Two projects were awarded in April 2020
(pending institutional, regulatory, and NIH approvals):


PI: Paul Mathew, MD, Tufts Medical Center

Co-Investigators: Debra Poutsiaka, MD, Tufts Medical Center; Andreas Klein, MD, Tufts Medical Center; Amandeep Godara, MD, Tufts Medical Center; Hilal Hachem, MD, Tufts Medical Center

Title: A Phase 2 Trial of Infliximab in Coronavirus Disease 2019 (COVID-19)

Grant Type: T1


Background: Fifty percent of admitted patients with COVID-19 require intensive care monitoring for
cardiorespiratory support. With intubation, the mortality rate approaches 85%. Death from cardiorespiratory failure is principally triggered by a lethal cytokine storm. Diverse lines of evidence implicate TNFα derived from virus-activated macrophages as an early driver of the cytokine storm, regulating fever and rising ferritin levels, upstream of IL-6 and other inflammatory cytokines, and orchestrating dysregulated cytotoxic T-cell and NK viral immunosurveillance. Studies of TNFtargeting in COVID-19 are justified and urgently required.

Hypothesis: Early institution of TNFα inhibitor therapy in patients with severe COVID-19 infections will reduce the need for advanced cardiorespiratory support and early mortality.

Aims: (1) Assess the clinical activity of infliximab therapy in severe COVID-19 (2) Correlate basal
and dynamic changes in cytokine levels post-infliximab with clinical outcomes.

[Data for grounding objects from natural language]
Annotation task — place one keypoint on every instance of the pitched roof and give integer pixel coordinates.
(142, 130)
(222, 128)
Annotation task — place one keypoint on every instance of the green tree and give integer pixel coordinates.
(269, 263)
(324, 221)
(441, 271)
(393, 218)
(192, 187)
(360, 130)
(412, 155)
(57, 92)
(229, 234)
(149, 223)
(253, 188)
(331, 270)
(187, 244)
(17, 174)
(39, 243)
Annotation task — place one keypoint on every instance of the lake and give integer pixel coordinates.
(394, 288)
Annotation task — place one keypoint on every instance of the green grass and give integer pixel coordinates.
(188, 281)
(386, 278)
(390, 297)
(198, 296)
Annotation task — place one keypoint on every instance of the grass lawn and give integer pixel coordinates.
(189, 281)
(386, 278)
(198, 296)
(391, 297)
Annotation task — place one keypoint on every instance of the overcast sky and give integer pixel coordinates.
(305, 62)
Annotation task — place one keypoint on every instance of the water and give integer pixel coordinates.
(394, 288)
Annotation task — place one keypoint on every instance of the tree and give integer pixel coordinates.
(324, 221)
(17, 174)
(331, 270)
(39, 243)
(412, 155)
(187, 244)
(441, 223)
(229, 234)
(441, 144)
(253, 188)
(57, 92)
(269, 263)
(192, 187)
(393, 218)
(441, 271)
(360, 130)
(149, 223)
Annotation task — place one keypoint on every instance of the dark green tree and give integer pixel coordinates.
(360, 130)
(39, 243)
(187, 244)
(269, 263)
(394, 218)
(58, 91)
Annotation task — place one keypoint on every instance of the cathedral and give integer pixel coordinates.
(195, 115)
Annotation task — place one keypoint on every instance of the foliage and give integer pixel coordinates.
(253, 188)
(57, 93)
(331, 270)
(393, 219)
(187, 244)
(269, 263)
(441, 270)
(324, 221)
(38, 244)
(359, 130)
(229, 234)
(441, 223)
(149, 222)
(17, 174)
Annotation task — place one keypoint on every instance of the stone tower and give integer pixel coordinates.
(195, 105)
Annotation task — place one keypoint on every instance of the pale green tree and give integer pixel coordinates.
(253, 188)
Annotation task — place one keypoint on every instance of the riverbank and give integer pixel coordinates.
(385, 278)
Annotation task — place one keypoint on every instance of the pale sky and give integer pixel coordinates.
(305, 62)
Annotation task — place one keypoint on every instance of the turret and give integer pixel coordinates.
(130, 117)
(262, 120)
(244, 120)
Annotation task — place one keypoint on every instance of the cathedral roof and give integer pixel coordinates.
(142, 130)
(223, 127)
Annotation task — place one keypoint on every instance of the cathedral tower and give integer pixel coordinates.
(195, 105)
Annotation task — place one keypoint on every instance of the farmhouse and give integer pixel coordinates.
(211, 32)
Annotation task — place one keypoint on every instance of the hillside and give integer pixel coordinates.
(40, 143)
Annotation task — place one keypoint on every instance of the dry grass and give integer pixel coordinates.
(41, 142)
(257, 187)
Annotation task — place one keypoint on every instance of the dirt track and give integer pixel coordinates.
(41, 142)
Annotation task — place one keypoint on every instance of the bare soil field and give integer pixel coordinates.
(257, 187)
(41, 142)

#### Assignment A
In the grant summary, what mortality rate is given for COVID-19 patients once they are intubated?
#### Assignment B
Extend the grant summary on infliximab in COVID-19 past its list of aims.
The data comes from a separate source unrelated to the grant summary.

#### Output A
It approaches 85%.

#### Output B
Methods: Key eligibility: Patients with COVID-19 pneumonia and severe hypoxemia ineligible for COVID-19 Treatment Team priorities, exclusive of active tuberculosis or fungal infection. Patients receive a single dose infliximab 5mg/kg intravenously, repeated in 14 days at physician discretion. The first stage of a Simon 2-stage design will be studied to generate critical preliminary data. If >6/17 patients respond, a second stage is justified with additional support (n=20), targeting a 50% response rate (power 0.9, =0.05). Principal Endpoint: Increase in SpO2/FiO2 of >50 compared to baseline within 72 hours of drug administration, sustained for a minimum of 48 hours. Secondary endpoints include incidence/duration of advanced cardiorespiratory support, 28 day-mortality and comparison
of cytokine profiles between responders and non-responders.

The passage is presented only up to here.